● **WHAT IS EXPECTED**
Return exactly the lines of the records below, starting at the line that contains "Look at the photograph above. For each instance of the blue" and ending at the line that contains "x=265, y=206", with both of those lines kept.

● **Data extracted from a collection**

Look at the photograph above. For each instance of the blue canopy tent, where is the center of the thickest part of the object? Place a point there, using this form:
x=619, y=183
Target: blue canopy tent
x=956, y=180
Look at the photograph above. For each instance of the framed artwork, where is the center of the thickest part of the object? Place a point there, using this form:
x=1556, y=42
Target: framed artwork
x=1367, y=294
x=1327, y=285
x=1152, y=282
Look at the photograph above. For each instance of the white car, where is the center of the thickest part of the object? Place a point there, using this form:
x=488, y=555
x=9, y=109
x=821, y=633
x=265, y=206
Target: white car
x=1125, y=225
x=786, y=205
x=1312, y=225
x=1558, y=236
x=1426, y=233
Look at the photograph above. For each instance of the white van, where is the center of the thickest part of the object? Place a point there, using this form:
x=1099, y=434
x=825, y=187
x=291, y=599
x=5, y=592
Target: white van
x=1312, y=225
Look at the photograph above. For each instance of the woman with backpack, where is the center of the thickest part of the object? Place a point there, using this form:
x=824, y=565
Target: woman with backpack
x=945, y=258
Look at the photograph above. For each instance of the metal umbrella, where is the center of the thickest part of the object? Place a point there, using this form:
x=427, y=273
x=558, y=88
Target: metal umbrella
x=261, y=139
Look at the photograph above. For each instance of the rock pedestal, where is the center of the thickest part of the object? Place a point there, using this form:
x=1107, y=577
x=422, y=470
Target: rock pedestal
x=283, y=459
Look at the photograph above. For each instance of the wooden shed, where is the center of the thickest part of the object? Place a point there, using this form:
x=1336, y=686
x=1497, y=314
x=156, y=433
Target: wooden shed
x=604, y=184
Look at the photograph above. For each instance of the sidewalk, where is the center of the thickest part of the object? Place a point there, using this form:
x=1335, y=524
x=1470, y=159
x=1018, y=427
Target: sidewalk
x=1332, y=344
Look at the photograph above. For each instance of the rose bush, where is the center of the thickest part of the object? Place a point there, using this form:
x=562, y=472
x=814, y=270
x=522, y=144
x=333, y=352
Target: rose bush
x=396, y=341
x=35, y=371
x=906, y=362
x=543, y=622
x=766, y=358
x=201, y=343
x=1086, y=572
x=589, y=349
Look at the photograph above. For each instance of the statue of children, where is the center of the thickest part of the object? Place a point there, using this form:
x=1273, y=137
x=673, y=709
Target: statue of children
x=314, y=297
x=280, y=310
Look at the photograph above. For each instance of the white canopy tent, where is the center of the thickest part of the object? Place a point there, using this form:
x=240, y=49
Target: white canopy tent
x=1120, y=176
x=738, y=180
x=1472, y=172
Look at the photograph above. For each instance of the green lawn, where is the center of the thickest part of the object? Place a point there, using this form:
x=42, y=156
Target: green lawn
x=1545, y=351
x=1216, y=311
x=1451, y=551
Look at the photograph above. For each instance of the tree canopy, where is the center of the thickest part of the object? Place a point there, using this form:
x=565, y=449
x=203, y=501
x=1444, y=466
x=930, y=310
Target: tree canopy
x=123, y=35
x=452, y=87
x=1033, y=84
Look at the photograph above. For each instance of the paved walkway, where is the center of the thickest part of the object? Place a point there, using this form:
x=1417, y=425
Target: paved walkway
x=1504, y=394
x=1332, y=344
--
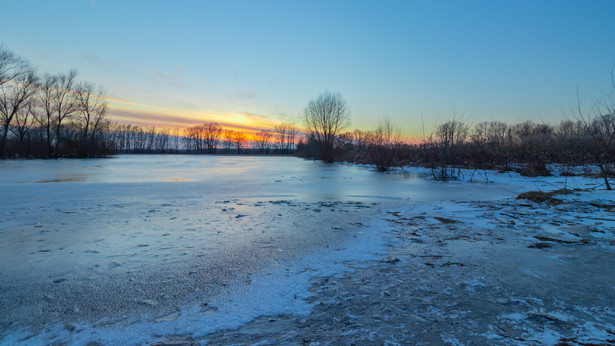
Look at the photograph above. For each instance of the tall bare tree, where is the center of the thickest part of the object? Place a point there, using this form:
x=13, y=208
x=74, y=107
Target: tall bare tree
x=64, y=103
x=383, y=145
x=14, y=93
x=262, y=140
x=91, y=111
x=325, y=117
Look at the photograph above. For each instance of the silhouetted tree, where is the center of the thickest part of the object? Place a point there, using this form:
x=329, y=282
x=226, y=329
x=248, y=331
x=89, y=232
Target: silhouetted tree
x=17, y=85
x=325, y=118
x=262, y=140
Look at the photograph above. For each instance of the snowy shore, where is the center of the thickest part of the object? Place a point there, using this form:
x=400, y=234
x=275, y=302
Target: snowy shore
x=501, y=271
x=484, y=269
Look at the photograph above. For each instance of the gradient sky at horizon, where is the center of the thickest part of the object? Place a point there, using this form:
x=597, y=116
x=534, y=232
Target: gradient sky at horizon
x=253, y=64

● **FINISHED TASK**
Look at the photograph above. For each instance of the blue canopy tent, where is the center of the thickest part of the object? Place a point there, using this form:
x=619, y=183
Target: blue canopy tent
x=956, y=180
Look at the photograph above. For each instance of the framed artwork, where is the center of the thickest part of the object? Place a point there, using this form:
x=1556, y=42
Target: framed artwork
x=1367, y=294
x=1327, y=285
x=1152, y=282
Look at the photograph above. For each instance of the white car, where is the center of the thickest part of the object? Place a point there, using this form:
x=488, y=555
x=9, y=109
x=821, y=633
x=265, y=206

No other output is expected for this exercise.